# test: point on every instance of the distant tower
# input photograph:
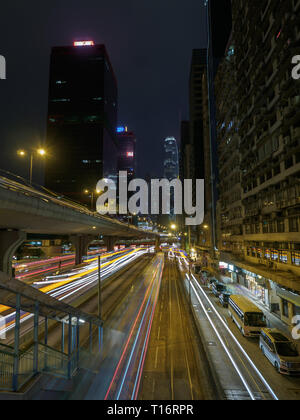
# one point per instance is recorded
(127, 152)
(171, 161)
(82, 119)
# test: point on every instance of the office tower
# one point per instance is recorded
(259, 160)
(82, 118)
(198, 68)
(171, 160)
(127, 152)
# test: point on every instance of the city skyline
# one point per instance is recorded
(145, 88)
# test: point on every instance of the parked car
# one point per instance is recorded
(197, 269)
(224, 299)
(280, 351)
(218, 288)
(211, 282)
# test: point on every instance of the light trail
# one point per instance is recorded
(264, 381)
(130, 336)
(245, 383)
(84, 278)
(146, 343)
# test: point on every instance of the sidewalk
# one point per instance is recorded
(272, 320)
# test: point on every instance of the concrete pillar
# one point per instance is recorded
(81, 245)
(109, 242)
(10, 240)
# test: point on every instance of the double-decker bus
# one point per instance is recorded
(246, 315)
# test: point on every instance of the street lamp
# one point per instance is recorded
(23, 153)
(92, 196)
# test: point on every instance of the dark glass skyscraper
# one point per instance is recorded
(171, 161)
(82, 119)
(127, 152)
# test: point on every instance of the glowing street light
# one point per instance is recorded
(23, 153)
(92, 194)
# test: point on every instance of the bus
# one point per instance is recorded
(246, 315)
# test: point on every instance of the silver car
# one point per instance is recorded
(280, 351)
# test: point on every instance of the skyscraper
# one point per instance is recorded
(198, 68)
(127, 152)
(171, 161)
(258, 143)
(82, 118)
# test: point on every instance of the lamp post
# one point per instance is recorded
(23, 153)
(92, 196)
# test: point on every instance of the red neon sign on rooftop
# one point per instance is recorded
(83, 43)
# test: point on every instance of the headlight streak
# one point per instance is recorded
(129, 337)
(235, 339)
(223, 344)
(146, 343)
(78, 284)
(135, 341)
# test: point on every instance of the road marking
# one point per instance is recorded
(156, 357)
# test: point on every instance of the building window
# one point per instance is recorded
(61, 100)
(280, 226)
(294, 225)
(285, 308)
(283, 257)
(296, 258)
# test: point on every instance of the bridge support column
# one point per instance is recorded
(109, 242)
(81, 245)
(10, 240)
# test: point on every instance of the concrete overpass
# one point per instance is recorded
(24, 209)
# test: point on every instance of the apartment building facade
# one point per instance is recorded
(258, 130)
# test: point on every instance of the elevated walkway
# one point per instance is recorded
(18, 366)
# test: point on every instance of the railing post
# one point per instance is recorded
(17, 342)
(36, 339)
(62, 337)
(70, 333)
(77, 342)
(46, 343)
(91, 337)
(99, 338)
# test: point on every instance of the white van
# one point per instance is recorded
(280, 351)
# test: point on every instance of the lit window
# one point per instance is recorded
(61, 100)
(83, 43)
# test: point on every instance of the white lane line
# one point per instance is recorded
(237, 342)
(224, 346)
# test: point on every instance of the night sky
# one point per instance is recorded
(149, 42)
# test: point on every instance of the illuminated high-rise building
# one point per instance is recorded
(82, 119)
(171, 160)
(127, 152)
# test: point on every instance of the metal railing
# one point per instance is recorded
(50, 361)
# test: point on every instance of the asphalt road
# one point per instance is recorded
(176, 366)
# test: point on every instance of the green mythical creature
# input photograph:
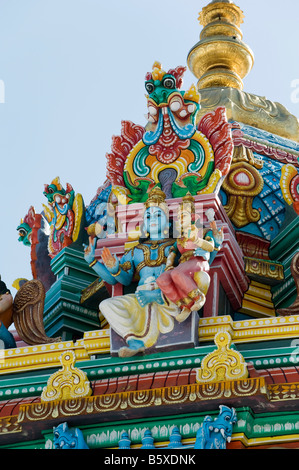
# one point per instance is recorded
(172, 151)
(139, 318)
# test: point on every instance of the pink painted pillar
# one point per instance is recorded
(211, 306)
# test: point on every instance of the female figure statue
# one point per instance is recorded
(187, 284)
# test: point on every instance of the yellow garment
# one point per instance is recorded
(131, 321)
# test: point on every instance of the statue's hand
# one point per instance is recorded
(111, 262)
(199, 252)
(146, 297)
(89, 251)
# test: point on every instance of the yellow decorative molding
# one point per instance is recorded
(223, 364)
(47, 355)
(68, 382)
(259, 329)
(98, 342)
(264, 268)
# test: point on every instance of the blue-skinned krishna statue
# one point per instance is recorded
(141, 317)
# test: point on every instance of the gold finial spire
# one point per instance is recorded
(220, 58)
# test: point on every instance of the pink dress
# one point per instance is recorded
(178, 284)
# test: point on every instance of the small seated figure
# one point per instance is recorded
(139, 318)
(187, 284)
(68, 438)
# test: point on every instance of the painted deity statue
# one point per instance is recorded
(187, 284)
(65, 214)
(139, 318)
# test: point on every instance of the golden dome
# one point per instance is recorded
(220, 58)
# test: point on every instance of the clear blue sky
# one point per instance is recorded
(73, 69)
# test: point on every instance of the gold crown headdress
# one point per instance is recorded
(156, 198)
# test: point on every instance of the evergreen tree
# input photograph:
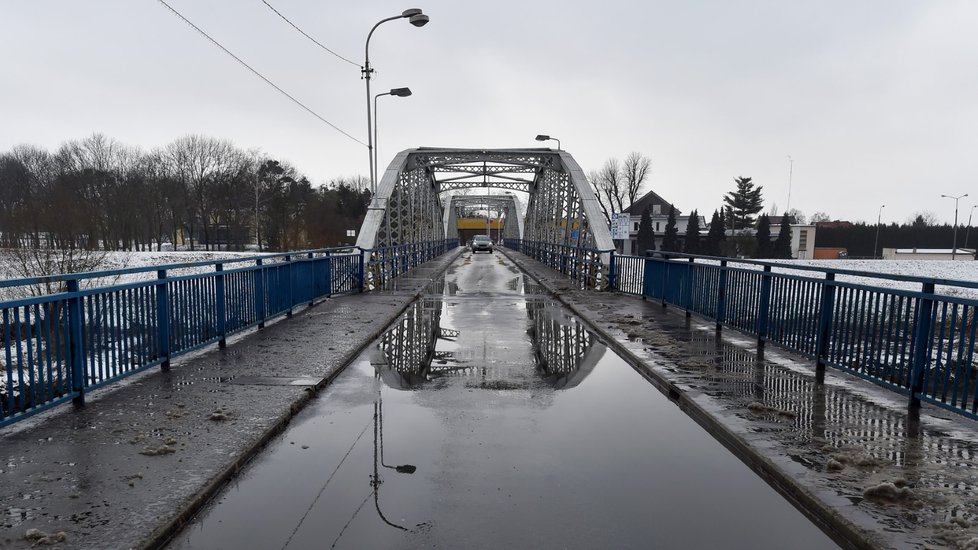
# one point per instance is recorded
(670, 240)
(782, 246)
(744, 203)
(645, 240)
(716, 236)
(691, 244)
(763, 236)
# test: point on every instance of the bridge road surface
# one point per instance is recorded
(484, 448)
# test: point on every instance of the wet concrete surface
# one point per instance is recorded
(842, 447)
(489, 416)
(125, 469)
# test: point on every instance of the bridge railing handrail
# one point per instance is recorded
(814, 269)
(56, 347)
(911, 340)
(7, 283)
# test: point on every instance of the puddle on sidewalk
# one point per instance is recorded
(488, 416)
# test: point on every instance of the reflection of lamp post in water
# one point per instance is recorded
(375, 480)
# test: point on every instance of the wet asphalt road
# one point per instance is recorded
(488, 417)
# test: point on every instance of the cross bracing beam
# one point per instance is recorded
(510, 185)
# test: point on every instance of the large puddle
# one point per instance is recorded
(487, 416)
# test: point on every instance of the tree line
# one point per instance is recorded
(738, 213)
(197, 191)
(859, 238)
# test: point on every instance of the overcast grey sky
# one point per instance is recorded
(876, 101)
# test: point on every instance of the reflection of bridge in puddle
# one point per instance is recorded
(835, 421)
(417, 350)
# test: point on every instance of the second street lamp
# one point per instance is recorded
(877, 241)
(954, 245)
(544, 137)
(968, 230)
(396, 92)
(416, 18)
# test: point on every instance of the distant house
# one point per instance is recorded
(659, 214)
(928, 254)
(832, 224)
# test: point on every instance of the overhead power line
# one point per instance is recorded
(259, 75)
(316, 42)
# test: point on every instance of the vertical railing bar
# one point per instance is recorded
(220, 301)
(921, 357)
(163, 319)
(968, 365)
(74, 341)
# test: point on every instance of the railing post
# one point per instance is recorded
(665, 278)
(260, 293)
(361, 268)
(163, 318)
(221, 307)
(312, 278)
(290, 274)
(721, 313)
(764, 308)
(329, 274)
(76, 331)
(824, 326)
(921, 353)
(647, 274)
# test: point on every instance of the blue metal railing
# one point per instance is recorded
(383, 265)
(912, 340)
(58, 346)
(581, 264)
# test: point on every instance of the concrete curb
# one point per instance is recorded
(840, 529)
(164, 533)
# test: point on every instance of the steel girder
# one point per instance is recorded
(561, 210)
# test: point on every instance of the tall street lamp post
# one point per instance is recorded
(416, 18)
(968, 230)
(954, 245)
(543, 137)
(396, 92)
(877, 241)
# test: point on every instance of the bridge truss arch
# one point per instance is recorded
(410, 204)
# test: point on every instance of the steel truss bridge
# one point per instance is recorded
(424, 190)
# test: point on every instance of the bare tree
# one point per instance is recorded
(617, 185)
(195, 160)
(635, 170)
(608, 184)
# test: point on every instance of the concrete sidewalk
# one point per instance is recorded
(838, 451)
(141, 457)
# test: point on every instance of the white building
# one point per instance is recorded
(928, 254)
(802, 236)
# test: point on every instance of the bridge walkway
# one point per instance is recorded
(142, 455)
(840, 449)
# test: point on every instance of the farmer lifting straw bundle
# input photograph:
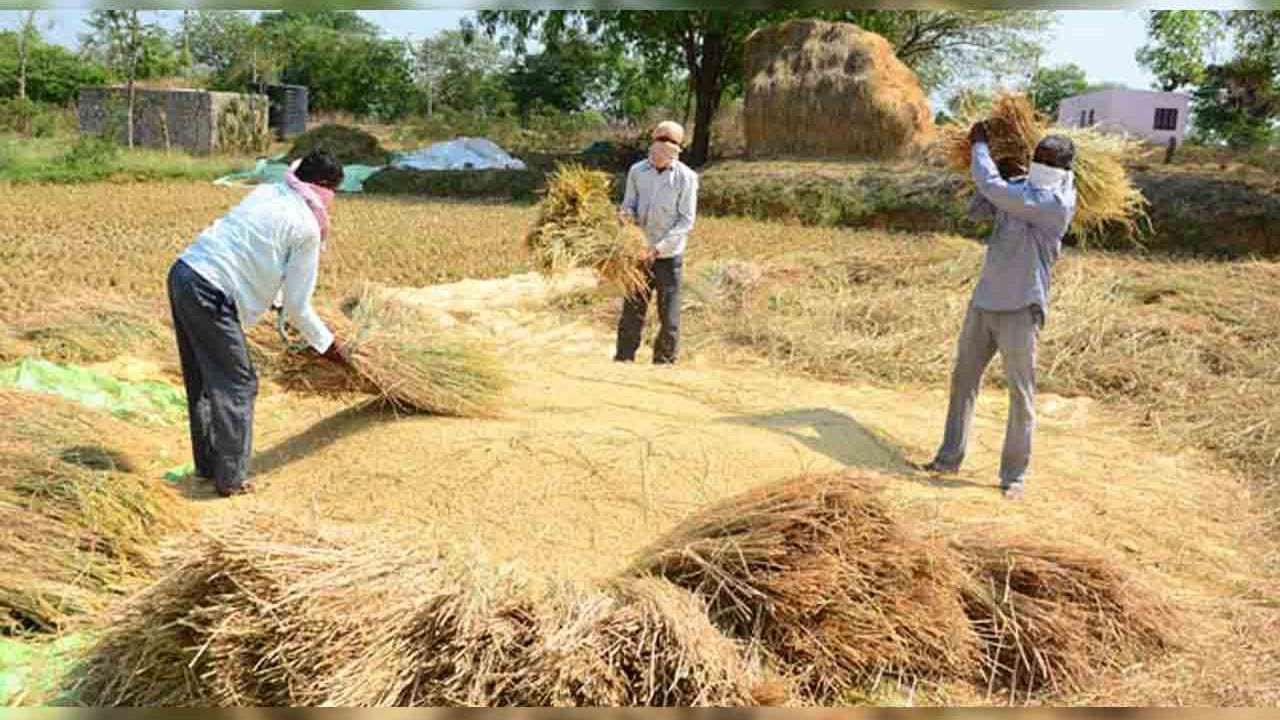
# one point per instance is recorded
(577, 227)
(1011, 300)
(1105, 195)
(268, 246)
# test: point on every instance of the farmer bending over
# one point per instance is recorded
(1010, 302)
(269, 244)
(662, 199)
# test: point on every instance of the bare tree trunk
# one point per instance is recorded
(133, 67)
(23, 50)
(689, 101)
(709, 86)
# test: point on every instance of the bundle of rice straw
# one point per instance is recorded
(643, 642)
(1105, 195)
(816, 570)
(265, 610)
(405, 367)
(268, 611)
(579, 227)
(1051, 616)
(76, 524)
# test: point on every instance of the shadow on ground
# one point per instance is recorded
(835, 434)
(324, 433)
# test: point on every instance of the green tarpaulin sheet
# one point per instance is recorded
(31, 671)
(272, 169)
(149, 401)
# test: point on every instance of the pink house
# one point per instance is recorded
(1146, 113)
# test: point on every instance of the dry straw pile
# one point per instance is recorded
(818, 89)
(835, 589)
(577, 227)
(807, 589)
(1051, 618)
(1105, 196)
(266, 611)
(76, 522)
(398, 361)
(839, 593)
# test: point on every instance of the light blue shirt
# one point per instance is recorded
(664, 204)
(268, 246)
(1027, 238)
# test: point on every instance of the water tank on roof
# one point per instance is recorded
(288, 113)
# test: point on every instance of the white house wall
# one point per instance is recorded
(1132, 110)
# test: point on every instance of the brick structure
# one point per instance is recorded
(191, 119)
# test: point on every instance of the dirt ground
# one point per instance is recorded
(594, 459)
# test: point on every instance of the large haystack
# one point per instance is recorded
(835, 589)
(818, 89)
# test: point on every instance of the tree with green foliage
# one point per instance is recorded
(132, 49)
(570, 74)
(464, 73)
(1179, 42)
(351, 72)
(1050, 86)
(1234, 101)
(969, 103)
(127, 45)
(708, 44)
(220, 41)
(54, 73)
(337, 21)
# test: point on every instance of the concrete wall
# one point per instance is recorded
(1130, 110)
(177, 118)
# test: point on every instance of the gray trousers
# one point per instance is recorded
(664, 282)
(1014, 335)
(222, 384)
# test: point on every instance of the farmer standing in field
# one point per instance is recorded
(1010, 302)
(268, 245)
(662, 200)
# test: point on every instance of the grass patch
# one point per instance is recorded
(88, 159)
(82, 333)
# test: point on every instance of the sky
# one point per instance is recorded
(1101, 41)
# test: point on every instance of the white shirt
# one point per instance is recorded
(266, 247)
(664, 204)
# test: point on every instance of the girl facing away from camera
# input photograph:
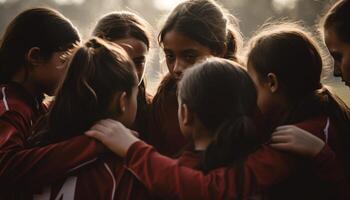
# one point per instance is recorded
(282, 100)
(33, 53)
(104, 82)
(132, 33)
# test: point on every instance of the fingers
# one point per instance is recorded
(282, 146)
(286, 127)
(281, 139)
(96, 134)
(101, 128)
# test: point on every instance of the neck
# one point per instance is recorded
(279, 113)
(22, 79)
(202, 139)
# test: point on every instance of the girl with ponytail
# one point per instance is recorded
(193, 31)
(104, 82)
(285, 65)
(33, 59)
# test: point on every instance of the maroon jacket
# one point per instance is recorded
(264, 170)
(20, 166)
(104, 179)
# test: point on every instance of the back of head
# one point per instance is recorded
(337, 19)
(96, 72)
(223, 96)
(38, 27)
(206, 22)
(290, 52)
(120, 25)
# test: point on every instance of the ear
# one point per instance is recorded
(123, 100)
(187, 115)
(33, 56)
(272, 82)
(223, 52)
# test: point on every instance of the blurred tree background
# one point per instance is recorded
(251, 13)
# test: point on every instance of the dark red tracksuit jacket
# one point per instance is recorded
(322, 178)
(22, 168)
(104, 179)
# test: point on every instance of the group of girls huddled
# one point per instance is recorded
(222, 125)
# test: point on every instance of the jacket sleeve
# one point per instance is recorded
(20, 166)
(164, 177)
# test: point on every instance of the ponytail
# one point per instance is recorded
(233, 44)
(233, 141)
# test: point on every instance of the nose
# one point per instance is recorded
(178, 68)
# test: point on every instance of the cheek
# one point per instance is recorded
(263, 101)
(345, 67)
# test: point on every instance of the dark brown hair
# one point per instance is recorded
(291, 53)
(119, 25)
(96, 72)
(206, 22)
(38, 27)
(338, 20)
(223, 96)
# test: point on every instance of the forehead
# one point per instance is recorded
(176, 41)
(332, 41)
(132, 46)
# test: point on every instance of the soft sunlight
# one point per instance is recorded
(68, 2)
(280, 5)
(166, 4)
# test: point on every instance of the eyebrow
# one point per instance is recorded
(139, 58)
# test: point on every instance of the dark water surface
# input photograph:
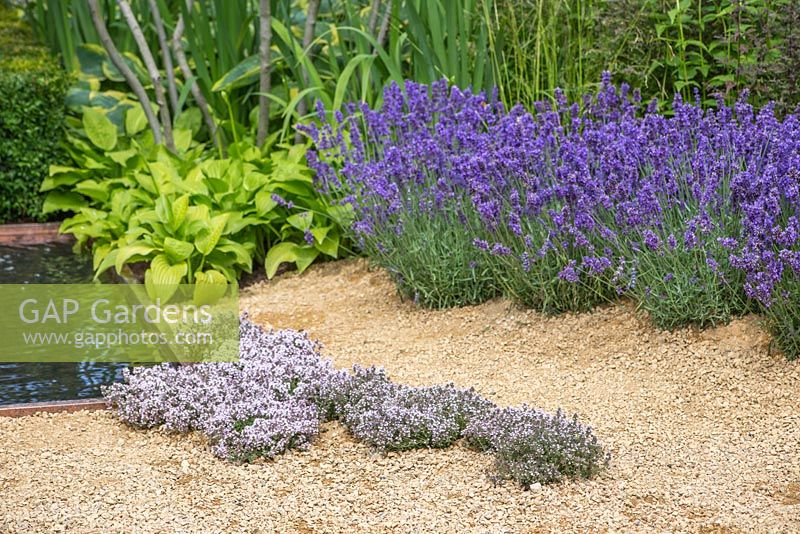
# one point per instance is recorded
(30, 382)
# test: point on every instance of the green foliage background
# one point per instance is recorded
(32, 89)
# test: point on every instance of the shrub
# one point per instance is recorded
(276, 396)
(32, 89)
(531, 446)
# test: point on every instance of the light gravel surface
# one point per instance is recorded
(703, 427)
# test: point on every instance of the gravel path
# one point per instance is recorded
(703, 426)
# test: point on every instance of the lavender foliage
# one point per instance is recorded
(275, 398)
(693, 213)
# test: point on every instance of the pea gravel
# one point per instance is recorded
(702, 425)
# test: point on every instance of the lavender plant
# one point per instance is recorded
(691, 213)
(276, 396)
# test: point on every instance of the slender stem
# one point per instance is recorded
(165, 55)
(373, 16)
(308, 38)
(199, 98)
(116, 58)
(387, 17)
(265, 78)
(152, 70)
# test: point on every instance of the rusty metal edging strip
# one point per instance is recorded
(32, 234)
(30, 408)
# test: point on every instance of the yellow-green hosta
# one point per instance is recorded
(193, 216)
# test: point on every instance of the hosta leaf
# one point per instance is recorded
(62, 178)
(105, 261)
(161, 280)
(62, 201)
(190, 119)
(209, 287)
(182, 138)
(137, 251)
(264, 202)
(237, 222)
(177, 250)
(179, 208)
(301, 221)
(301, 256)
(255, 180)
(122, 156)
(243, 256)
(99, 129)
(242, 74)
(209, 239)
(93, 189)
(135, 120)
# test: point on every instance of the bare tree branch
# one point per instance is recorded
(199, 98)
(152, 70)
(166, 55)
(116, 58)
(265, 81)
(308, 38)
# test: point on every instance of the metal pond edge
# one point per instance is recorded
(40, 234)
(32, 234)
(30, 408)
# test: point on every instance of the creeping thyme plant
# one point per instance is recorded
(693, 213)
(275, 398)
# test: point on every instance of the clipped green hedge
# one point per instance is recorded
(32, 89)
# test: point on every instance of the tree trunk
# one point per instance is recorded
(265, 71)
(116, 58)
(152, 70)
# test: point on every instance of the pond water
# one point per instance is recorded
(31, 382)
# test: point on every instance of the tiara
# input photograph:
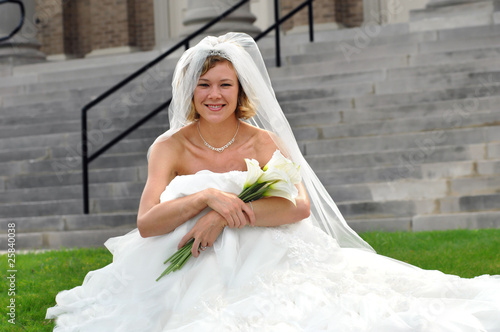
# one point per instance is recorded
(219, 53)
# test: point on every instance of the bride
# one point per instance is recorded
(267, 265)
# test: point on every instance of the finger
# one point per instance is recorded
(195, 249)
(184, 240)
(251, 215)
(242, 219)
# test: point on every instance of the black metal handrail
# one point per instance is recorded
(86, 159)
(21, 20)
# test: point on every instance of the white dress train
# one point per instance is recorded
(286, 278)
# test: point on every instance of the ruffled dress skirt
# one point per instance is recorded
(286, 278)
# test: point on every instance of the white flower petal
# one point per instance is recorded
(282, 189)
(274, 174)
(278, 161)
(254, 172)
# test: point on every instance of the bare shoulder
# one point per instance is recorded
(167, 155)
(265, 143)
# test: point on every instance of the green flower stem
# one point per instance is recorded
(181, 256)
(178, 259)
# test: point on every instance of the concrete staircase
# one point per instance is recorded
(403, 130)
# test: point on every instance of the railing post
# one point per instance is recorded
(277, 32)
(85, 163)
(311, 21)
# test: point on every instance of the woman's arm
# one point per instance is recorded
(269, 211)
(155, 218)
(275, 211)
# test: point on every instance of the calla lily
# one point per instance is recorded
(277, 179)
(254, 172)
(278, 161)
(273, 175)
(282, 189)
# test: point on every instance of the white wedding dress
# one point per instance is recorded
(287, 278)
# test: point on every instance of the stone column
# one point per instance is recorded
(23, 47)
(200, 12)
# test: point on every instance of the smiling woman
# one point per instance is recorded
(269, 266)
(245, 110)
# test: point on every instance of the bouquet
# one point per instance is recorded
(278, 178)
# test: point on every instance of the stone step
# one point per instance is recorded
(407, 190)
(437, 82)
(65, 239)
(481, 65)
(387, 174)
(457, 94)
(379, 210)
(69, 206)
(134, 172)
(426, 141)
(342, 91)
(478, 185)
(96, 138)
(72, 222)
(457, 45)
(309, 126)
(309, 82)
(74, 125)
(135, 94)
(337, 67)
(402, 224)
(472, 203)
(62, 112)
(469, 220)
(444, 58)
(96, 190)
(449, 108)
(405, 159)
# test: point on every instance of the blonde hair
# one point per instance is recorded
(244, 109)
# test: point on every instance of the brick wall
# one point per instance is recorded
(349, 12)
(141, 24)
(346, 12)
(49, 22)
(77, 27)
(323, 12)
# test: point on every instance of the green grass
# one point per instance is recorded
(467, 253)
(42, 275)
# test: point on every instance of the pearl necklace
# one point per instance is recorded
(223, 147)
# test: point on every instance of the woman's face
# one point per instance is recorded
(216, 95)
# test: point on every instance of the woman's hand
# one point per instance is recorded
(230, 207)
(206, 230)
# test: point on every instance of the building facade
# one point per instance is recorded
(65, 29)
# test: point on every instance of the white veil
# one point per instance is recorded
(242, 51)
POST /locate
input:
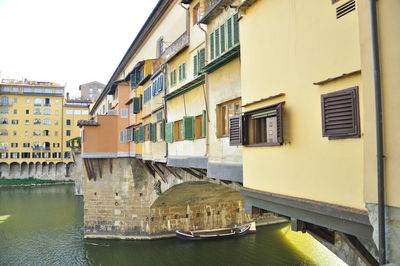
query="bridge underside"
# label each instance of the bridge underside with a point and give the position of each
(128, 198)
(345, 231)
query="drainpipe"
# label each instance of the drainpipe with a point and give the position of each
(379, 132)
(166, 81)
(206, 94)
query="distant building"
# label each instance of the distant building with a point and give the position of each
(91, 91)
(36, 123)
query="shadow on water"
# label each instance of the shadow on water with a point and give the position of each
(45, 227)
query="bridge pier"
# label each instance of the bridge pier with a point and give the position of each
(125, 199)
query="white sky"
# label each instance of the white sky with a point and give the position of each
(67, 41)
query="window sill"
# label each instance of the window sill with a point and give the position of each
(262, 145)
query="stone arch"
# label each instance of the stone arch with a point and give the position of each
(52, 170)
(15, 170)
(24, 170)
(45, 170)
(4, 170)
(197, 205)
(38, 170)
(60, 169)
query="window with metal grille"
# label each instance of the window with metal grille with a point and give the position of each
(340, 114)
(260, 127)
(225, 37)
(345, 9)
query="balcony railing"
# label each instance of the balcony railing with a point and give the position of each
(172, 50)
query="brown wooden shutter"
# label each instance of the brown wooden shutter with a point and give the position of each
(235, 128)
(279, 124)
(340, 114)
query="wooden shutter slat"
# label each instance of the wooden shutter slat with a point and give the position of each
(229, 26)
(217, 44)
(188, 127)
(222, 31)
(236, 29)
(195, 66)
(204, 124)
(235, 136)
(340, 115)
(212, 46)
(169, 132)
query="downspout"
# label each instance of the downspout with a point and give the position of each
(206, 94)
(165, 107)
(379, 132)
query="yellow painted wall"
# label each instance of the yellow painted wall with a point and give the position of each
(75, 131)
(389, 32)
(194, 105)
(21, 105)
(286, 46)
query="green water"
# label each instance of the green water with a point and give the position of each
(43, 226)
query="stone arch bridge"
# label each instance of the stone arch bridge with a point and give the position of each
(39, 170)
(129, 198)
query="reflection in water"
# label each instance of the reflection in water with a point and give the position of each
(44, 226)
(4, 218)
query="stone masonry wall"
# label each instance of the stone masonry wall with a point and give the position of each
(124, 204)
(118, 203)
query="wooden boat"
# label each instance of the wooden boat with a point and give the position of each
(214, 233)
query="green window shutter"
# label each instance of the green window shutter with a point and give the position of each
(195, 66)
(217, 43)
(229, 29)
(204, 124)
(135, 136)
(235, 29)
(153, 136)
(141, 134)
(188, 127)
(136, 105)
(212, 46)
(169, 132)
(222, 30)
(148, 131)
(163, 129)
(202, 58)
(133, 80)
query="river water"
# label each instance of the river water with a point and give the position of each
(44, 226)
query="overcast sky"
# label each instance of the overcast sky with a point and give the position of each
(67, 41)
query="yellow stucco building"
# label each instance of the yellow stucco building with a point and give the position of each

**HOW TO COMPLETE THIS TASK**
Could you report how many lines of the listing contain the word "tower"? Only the number is needed.

**THE COMPLETED TASK**
2